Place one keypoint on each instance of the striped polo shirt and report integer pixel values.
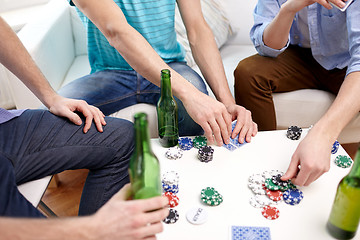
(153, 19)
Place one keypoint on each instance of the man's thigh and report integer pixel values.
(109, 90)
(39, 144)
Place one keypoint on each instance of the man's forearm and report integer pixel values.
(207, 57)
(343, 109)
(46, 229)
(15, 57)
(276, 34)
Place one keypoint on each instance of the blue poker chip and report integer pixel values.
(173, 188)
(185, 143)
(335, 147)
(293, 196)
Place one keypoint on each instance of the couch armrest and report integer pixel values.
(50, 42)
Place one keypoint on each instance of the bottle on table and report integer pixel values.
(167, 112)
(345, 214)
(144, 167)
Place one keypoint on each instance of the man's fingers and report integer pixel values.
(124, 193)
(153, 203)
(292, 170)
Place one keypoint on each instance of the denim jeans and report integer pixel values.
(37, 144)
(113, 90)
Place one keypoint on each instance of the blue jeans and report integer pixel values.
(113, 90)
(37, 144)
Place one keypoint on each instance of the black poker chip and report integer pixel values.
(294, 132)
(205, 154)
(276, 179)
(172, 217)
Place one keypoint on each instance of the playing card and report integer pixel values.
(250, 233)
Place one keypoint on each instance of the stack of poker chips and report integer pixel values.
(174, 153)
(199, 141)
(211, 197)
(172, 217)
(294, 132)
(293, 196)
(343, 161)
(173, 199)
(170, 182)
(206, 154)
(269, 190)
(335, 147)
(185, 143)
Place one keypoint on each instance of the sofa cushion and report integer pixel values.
(215, 16)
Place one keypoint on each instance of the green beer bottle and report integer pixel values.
(144, 167)
(345, 214)
(167, 112)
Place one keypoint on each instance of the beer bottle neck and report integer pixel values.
(165, 84)
(142, 140)
(355, 170)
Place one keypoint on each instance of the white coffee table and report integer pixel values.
(229, 172)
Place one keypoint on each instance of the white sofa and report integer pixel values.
(57, 42)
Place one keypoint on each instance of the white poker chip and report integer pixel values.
(253, 202)
(174, 153)
(257, 178)
(257, 188)
(171, 178)
(276, 172)
(264, 200)
(197, 215)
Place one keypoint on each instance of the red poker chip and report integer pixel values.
(270, 213)
(274, 195)
(173, 199)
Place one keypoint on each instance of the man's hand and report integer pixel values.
(297, 5)
(211, 115)
(66, 107)
(245, 126)
(130, 220)
(313, 157)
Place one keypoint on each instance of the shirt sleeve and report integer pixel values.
(265, 11)
(353, 26)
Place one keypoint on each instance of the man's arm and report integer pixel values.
(117, 219)
(110, 20)
(207, 57)
(14, 56)
(313, 153)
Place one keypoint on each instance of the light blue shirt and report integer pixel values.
(153, 19)
(334, 35)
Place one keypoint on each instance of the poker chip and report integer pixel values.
(173, 188)
(276, 179)
(211, 197)
(343, 161)
(270, 185)
(199, 141)
(264, 200)
(257, 178)
(274, 195)
(174, 153)
(170, 177)
(257, 188)
(172, 217)
(205, 154)
(293, 196)
(185, 143)
(294, 132)
(335, 147)
(253, 202)
(270, 212)
(173, 199)
(197, 215)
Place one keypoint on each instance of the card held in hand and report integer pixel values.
(250, 233)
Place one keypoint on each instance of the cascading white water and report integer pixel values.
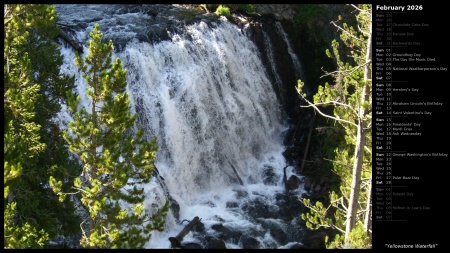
(206, 97)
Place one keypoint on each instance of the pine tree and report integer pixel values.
(350, 97)
(115, 164)
(22, 142)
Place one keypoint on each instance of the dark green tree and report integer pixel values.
(33, 94)
(116, 164)
(351, 99)
(22, 142)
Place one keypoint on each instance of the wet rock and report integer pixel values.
(232, 205)
(308, 184)
(191, 245)
(293, 182)
(270, 178)
(297, 246)
(248, 242)
(257, 209)
(226, 233)
(215, 243)
(199, 227)
(240, 194)
(175, 207)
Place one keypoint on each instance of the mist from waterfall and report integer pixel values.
(206, 96)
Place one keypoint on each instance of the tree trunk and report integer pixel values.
(368, 208)
(360, 143)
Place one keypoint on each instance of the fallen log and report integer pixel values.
(176, 241)
(77, 46)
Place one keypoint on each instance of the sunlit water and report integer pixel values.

::::::

_Exercise:_ Your copy of the material above should be exact and free of pictures.

_Written reply:_
Place one keypoint on each instance of the striped polo shirt and report integer pixel values.
(153, 19)
Place one keypoint on each instance of the man's thigh and report integer pixel values.
(109, 90)
(39, 144)
Place one keypoint on each instance of the man's forearm and report integer pixel values.
(207, 57)
(343, 109)
(46, 229)
(15, 57)
(276, 34)
Place one keypoint on each instance of the blue poker chip and report integer pixel values.
(173, 188)
(185, 143)
(335, 147)
(293, 196)
Place one keypoint on each instance of the couch armrest and report integer pixel values.
(50, 42)
Place one keypoint on each instance of the bottle on table and report integer pixel values.
(167, 112)
(345, 214)
(144, 167)
Place one keypoint on each instance of the man's fingers and report integer pixel values.
(124, 193)
(153, 203)
(292, 170)
Place one keypoint on each instance of the denim jeans and report integer pixel values.
(37, 144)
(113, 90)
Place one keypoint on each instance of the blue jeans and report integer pixel values.
(113, 90)
(37, 144)
Place one keypoint on each instance of the black poker chip and report integer pixel values.
(294, 132)
(205, 154)
(276, 179)
(172, 217)
Place one keypoint on each instance of the playing card and report integer pixel values.
(250, 233)
Place one keypoint on each instance of the stack of poker chips and report integer pixel values.
(174, 153)
(199, 141)
(211, 197)
(172, 217)
(294, 132)
(293, 196)
(343, 161)
(173, 199)
(170, 182)
(206, 154)
(269, 190)
(335, 147)
(185, 143)
Place one keypoint on each instance of the sofa cushion and report integer pixel values.
(215, 16)
Place one keypoint on each instance of the green beer bottle and report integer pixel values.
(144, 167)
(345, 214)
(167, 112)
Place one keypoint on each instance of the beer bottle neck and report integer pixel values.
(165, 84)
(142, 140)
(355, 170)
Place one keypoint on each instance of the white coffee table and report integer pixel values.
(229, 172)
Place one keypoint on each instance of the white sofa and report integer pixel values.
(57, 42)
Place one keypoint on each instance of the white poker chip and report integer pixel values.
(253, 202)
(174, 153)
(257, 178)
(257, 188)
(171, 178)
(276, 172)
(264, 200)
(197, 215)
Place one keypoint on each instance of the red poker chip and report integer pixel values.
(270, 213)
(274, 195)
(173, 199)
Place one keypoint on each instance of the man's hand and report integer pixel values.
(297, 5)
(211, 115)
(66, 107)
(245, 126)
(130, 220)
(313, 157)
Place one keypoint on each instance of the shirt sleeve and report integer pixel values.
(265, 11)
(353, 26)
Place one keypoint on each instance of the man's arm and report integer pixel values.
(117, 219)
(110, 20)
(207, 57)
(14, 56)
(313, 153)
Place one keypoint on each instance of the light blue shirt and report integer pixel values.
(153, 19)
(334, 35)
Place one keypoint on each instance of the poker chip and report integer pixel values.
(173, 188)
(276, 179)
(211, 197)
(343, 161)
(270, 185)
(199, 141)
(264, 200)
(257, 178)
(274, 195)
(174, 153)
(170, 177)
(257, 188)
(172, 217)
(205, 154)
(293, 196)
(185, 143)
(294, 132)
(335, 147)
(253, 202)
(270, 212)
(173, 199)
(197, 215)
Place one keypoint on each instance of the card held in hand and report integer pixel values.
(250, 233)
Place one keypoint on each instance of the cascading white water and report integer pixel values.
(206, 97)
Place one keypoint on each instance of the pine tree and report integer pixel values.
(350, 97)
(115, 164)
(22, 142)
Place one keypoint on each instance of the dark green tree and report integer pixel values.
(33, 94)
(116, 164)
(351, 99)
(22, 142)
Place one keypoint on each instance of the wet rock and report integer pixel values.
(232, 205)
(308, 184)
(191, 245)
(293, 182)
(270, 178)
(297, 246)
(248, 242)
(257, 209)
(226, 233)
(215, 243)
(199, 227)
(240, 194)
(175, 207)
Place one keypoint on each instance of the mist from waterfall and report integer pixel values.
(206, 96)
Place one keypoint on each instance of the tree trunk and report integer pixel values.
(368, 208)
(360, 143)
Place one keypoint on each instance of the fallen log and report integer pixel values.
(176, 241)
(77, 46)
Place one keypoint on each instance of the sunlit water and report integer pixel values.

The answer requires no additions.